### BRIEF A
Reproduce the region labeling records word for word, from their first line through the line containing "[0,629,88,875]".

### EXTRACT
....

Learn how to use the Placid Airtable integration to auto-generate personalized visuals for your Year in Review campaign!

Have you already planned an end of year campaign for your customers? I shared some examples and tips in our guide on how to plan great Year in Review campaigns, showing you what's important. In our opinion, personalization is a must-have!

So in this article, I'm going to show you how you can automatically create personalized, shareable graphics showing a recap of your user's year. We'll use Airtable and Placid to do that. Sign up for a free Placid trial if you haven't already.

Image automation workflow

What we're going to build

For this tutorial, I chose a fictional photo sharing app as an example. We're going to create a visual that shows our users their three most likes photos.

Dynamic layers in a Placid template

It might be inspired by Instagram's famous Top Nine recap šŸ˜‰ I talked a bit about this and more inspiring campaigns in our Year in Review campaign guide!

Video Tutorial

Prepare the data for your campaign

We think it's super important to have a personalized element in your end of year campaigns. Gathering your data and having it available in a structured form is necessary to create our image automation.

What kind of data you need for your campaign depends on your app / product / service. For this tutorial, we chose the top 3 photos of a user, and the number of likes they got on them.

I prepared an Airtable with these fields:

  • User ID (number) to know which user's data we're seeing
  • Photo 1, Photo 2, Photo 3 (attachment) for the top liked images
  • Likes 1, Likes 2, Likes 3 (text) for the number of likes (in readable form like 7.4k)

....

Region labeling records

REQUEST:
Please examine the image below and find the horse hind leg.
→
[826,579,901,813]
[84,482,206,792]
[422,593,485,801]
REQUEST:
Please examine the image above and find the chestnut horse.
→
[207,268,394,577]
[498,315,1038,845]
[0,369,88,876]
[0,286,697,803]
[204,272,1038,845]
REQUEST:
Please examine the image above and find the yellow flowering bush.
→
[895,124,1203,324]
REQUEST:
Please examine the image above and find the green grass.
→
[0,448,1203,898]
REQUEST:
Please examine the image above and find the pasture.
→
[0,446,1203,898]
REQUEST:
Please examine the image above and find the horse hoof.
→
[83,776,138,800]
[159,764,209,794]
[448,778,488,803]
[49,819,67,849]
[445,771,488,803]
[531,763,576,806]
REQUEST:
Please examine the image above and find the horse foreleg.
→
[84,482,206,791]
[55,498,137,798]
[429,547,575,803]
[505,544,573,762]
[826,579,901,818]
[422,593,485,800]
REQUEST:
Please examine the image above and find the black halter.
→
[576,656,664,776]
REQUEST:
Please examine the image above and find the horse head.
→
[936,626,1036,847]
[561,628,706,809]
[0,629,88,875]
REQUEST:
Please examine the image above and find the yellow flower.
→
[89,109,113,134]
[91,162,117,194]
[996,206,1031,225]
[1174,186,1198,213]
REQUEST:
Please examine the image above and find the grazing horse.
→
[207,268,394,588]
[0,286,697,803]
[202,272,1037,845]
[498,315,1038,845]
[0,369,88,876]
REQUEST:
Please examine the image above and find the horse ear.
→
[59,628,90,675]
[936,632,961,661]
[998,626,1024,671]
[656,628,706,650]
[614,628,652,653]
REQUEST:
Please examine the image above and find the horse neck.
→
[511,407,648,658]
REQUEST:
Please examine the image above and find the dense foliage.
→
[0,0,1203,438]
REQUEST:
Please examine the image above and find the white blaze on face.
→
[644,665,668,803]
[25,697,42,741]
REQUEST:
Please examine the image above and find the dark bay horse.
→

....

### BRIEF B
In the Placid and Airtable tutorial, what field type is given for Likes 1, Likes 2, and Likes 3?

### CORRECT ANSWER A
REQUEST:
Please examine the image below and find the horse hind leg.
→
[826,579,901,813]
[84,482,206,792]
[422,593,485,801]
REQUEST:
Please examine the image above and find the chestnut horse.
→
[207,268,394,577]
[498,315,1038,845]
[0,369,88,876]
[0,286,697,803]
[204,272,1038,845]
REQUEST:
Please examine the image above and find the yellow flowering bush.
→
[895,124,1203,324]
REQUEST:
Please examine the image above and find the green grass.
→
[0,448,1203,898]
REQUEST:
Please examine the image above and find the pasture.
→
[0,446,1203,898]
REQUEST:
Please examine the image above and find the horse hoof.
→
[83,776,138,800]
[159,764,209,794]
[448,778,488,803]
[49,819,67,849]
[445,771,488,803]
[531,763,576,806]
REQUEST:
Please examine the image above and find the horse foreleg.
→
[84,482,206,791]
[55,498,137,798]
[429,547,575,803]
[505,544,573,762]
[826,579,901,818]
[422,593,485,800]
REQUEST:
Please examine the image above and find the black halter.
→
[576,656,664,776]
REQUEST:
Please examine the image above and find the horse head.
→
[936,626,1036,847]
[561,628,706,809]
[0,629,88,875]

### CORRECT ANSWER B
Text.